Give every line from the entries that contains "garden".

BEGIN Records shown

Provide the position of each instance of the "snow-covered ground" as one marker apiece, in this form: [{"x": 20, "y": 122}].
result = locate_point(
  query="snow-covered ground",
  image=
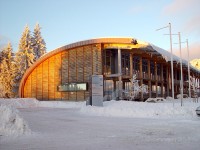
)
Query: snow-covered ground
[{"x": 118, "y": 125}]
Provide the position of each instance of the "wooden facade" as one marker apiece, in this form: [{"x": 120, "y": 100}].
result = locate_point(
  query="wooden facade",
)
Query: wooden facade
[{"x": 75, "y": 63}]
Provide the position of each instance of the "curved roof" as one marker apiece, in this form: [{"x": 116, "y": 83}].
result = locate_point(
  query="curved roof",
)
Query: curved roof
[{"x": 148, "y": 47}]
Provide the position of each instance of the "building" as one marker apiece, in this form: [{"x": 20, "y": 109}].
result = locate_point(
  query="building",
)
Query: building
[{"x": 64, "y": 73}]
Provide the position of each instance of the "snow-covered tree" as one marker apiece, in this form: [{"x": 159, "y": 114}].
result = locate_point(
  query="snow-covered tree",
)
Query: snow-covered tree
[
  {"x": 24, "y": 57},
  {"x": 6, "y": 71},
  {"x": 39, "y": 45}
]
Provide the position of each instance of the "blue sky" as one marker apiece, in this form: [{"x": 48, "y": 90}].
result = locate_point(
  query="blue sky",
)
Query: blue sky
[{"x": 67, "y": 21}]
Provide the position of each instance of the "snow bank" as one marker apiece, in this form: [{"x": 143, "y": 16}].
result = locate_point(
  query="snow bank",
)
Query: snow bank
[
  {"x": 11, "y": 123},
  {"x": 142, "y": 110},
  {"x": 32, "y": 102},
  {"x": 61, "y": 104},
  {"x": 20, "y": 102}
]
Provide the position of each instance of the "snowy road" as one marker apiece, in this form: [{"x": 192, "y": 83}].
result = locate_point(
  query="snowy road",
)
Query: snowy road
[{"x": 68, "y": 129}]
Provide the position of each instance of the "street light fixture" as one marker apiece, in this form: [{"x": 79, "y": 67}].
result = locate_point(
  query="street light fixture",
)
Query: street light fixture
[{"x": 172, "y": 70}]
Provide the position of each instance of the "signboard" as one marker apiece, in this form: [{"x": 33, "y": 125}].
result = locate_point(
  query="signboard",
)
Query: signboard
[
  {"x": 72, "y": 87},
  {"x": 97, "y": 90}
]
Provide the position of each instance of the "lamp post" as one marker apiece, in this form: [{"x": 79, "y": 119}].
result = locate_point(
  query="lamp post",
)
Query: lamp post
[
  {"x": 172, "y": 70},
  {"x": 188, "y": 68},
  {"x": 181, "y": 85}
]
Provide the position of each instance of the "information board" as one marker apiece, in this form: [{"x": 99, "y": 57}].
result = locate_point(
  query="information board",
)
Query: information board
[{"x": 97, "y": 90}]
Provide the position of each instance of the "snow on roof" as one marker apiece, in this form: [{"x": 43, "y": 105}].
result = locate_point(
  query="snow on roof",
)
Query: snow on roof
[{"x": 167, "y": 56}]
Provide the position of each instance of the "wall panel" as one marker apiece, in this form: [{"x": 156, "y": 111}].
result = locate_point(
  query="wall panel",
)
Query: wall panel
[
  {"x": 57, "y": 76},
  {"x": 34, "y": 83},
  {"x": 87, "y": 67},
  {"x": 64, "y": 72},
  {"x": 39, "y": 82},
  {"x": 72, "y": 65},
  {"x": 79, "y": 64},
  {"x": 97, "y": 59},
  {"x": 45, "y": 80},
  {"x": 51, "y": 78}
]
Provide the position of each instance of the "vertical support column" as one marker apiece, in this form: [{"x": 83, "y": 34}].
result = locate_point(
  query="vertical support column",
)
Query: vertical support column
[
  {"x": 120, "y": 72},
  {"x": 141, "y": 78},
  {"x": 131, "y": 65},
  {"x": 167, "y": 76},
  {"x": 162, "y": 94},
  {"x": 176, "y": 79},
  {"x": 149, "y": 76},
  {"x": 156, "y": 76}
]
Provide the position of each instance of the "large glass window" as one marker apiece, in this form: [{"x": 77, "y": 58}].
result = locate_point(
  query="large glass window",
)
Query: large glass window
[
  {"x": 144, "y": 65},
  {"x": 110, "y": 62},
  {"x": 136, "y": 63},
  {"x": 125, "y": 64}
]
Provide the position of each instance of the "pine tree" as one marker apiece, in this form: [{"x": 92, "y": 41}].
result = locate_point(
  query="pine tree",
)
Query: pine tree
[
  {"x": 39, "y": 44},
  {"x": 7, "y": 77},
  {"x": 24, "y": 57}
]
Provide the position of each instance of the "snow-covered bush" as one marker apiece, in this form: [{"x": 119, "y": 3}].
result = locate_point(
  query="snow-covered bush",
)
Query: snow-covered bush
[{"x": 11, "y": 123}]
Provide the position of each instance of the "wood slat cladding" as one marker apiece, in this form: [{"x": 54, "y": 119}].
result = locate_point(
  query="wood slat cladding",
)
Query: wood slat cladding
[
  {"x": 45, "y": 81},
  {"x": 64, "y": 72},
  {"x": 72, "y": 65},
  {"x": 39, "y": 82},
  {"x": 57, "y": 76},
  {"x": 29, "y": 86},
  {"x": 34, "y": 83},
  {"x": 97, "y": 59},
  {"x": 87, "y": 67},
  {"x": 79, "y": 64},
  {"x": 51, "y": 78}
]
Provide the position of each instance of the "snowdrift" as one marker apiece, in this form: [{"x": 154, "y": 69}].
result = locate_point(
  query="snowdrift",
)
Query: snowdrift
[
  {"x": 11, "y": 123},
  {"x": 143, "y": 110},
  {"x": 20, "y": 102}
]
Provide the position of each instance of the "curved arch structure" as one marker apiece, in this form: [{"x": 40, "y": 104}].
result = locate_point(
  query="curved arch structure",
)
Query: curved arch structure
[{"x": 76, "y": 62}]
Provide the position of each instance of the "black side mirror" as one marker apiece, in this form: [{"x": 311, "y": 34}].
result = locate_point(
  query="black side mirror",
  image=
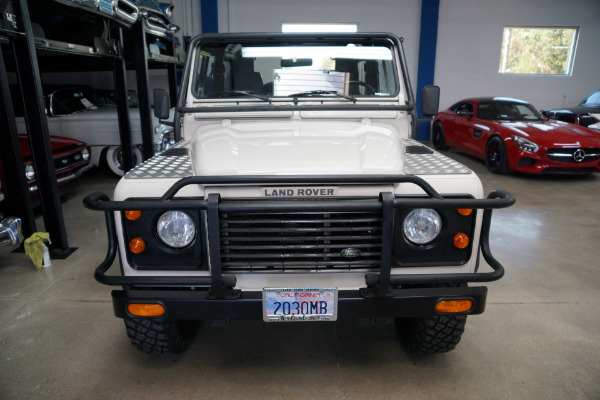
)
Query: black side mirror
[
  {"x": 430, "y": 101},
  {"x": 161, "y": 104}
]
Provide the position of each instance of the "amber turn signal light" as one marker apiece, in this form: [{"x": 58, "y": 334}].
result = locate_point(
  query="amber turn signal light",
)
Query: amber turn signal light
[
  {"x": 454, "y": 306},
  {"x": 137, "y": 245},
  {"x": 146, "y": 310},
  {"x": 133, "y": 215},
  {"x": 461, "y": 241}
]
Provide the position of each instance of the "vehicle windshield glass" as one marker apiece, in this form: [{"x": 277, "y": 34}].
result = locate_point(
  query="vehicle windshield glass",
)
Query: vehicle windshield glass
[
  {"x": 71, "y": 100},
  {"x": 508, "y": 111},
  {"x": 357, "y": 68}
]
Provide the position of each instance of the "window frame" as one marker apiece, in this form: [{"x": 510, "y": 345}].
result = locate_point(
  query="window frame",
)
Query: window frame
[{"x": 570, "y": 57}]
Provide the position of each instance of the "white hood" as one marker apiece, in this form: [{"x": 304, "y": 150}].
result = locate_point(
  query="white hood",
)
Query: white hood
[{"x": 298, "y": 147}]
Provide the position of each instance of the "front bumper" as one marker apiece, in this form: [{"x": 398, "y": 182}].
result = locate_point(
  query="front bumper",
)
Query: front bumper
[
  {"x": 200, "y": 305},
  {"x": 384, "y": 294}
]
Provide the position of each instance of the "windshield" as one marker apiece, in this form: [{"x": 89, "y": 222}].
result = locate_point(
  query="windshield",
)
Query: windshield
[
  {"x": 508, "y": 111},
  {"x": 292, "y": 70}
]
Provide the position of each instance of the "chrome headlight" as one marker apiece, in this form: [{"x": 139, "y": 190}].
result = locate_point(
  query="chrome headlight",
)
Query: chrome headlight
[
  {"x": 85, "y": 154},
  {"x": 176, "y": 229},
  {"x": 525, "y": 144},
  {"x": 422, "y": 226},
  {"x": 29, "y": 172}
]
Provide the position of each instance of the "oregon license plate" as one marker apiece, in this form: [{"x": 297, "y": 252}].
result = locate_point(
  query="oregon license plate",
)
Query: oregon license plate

END Records shown
BEGIN Records shown

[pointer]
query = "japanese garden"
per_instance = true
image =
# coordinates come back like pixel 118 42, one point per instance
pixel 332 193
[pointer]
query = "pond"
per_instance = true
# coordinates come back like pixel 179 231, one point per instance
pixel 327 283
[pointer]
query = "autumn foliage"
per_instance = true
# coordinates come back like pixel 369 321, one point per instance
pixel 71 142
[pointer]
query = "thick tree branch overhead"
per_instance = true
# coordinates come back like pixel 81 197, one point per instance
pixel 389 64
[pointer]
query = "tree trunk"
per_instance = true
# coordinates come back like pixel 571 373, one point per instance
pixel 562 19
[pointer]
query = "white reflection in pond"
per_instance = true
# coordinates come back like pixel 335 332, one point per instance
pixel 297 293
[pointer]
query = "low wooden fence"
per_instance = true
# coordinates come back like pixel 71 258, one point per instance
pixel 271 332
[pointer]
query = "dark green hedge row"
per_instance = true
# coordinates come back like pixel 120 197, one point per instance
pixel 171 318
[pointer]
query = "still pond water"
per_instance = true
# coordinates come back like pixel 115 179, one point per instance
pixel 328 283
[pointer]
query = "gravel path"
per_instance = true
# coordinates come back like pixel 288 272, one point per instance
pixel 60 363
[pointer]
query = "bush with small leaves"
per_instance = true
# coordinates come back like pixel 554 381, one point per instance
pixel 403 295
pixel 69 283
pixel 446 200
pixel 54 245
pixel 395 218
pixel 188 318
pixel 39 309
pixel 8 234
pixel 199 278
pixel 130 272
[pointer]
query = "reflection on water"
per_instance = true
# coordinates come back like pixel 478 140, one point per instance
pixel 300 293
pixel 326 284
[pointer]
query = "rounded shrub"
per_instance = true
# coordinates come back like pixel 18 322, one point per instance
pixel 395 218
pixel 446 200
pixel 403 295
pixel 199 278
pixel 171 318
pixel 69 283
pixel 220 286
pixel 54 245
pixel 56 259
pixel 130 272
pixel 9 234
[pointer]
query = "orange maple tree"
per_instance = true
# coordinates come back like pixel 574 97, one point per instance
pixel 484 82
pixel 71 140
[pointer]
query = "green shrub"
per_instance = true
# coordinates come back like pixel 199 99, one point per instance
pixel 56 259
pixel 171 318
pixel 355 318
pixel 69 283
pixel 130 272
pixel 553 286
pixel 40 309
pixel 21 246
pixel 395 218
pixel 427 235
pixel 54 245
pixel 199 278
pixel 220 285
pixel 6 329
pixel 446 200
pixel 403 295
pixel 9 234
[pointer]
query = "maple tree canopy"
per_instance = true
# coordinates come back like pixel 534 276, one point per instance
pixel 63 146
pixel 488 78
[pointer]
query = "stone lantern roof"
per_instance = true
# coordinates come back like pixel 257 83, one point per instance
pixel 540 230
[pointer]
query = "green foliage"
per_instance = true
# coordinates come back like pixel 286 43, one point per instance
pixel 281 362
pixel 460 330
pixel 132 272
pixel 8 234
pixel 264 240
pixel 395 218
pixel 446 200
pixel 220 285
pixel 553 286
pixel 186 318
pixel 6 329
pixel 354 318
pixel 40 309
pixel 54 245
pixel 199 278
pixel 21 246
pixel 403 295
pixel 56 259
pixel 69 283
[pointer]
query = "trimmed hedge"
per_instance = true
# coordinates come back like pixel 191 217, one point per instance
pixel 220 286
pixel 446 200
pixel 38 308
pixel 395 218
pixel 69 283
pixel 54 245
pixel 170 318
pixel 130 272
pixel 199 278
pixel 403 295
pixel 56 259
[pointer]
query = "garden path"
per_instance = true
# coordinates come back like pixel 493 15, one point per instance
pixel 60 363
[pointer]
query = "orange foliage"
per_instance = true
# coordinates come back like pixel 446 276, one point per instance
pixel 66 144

END Records shown

> **Your solution**:
query = "japanese garden"
query = "garden path"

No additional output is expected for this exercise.